Foreign interference

After testifying in the U.S. Congress on Jan. 30, I gave an
interview to a reporter from The Jakarta Post, repeating some of
the points in my testimony. I was surprised to find those
comments criticized by my friend General Sayidiman in a column in
these pages a few days ago.

I sympathize with General Sayidiman's concern about foreign
interference in Indonesia's affairs. I do not like foreign
interference in the affairs of my country either. However, we
live in an interdependent world. As long as the United States,
for example, depends heavily on borrowing from Japan and other
countries for the healthy functioning of the American economy,
Americans cannot ignore the views of Japanese investors about the
stability of our economy and political system.

Indonesia is even more dependent, particularly now, on the
confidence of foreign investors in Indonesia's economic
management and the prospects of economic recovery in Indonesia.
And Indonesia also must rely on the decisions that foreign
legislators make about committing the tax dollars of their
citizens to support Indonesia's economic recovery. That is why
the House Banking Committee of the U.S. Congress was holding
hearings and why I testified there in support of U.S. assistance
to the countries of East Asia.

In fact, my testimony to the U.S. Congress was regarded as
extremely positive about Indonesia and about its government. If I
had not acknowledged some of the problems that obviously exist,
my testimony would have been viewed as not credible. Members of
Congress have to answer tough questions from their voters about
what happens when U.S. taxpayer dollars go to help Indonesia.

******

» **What this task involves**: Please copy word for word the part of the passage on foreign interference between "Indonesia is even" and "of East Asia.", inclusive.

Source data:
******

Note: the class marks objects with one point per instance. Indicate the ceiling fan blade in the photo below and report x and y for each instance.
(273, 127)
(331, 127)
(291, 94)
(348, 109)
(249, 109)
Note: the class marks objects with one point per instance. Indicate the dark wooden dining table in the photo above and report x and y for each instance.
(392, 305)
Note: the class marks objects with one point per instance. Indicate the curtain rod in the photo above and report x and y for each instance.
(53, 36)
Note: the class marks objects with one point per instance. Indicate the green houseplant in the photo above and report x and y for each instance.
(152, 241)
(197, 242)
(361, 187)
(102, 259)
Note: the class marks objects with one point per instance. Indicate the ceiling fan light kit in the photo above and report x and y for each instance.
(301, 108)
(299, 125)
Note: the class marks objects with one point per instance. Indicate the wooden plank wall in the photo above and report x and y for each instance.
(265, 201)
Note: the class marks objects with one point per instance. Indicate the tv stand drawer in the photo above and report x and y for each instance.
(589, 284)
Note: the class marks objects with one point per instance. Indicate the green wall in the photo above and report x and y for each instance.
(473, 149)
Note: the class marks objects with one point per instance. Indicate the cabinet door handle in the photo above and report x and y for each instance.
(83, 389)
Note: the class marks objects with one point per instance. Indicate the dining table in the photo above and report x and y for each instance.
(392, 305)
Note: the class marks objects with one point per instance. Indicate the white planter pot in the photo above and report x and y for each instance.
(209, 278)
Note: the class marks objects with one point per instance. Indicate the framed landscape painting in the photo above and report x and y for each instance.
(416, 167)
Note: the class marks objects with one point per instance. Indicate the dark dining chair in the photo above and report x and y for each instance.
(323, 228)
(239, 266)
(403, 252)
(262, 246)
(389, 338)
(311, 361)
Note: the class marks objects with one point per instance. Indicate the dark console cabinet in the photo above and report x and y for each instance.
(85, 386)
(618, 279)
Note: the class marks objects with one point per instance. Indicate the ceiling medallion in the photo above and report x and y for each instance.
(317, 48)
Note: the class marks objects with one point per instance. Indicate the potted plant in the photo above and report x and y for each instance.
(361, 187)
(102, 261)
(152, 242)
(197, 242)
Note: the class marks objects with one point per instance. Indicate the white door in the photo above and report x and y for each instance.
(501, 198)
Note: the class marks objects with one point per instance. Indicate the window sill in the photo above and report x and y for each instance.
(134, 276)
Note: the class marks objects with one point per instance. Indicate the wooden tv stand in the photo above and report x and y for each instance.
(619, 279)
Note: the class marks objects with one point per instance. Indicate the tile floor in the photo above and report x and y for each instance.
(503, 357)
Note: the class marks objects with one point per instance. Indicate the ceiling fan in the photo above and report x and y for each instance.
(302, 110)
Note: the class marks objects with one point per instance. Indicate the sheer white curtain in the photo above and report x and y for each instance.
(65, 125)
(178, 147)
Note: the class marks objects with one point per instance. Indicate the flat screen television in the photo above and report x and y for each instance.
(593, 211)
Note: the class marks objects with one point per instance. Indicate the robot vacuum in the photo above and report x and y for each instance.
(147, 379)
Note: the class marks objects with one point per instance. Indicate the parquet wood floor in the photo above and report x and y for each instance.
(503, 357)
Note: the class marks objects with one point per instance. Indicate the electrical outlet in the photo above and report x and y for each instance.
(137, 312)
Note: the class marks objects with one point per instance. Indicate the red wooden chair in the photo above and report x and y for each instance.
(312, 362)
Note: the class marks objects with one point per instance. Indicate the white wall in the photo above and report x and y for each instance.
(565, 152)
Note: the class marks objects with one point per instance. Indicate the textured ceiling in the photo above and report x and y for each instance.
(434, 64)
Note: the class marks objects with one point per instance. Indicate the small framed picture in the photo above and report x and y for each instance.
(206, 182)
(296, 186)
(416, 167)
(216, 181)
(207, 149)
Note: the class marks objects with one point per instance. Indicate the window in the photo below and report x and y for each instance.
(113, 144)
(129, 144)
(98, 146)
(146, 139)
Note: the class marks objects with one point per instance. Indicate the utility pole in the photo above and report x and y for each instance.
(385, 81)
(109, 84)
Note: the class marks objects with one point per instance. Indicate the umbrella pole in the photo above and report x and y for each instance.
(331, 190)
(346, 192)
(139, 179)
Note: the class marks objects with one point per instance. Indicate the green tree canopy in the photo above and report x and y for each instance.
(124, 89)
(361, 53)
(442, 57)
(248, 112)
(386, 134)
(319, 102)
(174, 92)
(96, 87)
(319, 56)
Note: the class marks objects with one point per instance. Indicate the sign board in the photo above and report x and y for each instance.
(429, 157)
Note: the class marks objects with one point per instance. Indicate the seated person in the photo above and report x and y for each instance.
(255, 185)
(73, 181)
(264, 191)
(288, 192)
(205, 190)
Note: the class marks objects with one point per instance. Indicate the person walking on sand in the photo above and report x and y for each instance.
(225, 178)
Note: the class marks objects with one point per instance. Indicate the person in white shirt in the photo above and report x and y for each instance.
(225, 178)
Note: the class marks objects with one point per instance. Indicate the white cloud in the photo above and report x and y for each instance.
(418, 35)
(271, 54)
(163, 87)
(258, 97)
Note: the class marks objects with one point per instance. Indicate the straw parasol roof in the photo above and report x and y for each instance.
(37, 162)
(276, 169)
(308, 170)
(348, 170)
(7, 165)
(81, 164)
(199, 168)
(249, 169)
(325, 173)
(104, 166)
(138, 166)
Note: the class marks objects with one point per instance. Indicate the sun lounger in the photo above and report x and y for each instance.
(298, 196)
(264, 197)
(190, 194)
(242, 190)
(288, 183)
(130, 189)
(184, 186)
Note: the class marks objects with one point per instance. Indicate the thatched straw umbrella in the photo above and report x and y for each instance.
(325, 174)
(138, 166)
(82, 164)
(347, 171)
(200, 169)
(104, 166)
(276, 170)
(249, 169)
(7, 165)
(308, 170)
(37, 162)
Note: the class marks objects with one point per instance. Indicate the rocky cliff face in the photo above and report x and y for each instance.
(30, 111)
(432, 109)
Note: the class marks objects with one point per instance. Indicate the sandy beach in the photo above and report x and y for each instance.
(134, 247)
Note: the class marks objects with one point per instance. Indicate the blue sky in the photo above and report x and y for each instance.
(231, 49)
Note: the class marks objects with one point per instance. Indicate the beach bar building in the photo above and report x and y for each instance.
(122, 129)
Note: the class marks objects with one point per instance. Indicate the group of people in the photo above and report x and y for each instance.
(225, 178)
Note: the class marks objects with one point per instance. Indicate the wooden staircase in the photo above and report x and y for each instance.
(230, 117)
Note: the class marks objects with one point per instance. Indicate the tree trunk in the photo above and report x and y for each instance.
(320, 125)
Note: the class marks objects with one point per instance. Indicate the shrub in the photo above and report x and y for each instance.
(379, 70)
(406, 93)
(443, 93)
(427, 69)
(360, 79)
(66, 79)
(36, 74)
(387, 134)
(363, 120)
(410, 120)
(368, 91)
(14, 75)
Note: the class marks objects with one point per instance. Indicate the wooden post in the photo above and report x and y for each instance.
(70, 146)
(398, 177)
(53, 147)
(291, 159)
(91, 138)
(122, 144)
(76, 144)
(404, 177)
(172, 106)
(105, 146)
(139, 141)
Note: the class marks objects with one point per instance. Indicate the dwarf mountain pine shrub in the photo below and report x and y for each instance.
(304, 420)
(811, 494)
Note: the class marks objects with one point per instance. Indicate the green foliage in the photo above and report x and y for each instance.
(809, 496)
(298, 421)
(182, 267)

******

» **Answer to this problem**:
Indonesia is even more dependent, particularly now, on the
confidence of foreign investors in Indonesia's economic
management and the prospects of economic recovery in Indonesia.
And Indonesia also must rely on the decisions that foreign
legislators make about committing the tax dollars of their
citizens to support Indonesia's economic recovery. That is why
the House Banking Committee of the U.S. Congress was holding
hearings and why I testified there in support of U.S. assistance
to the countries of East Asia.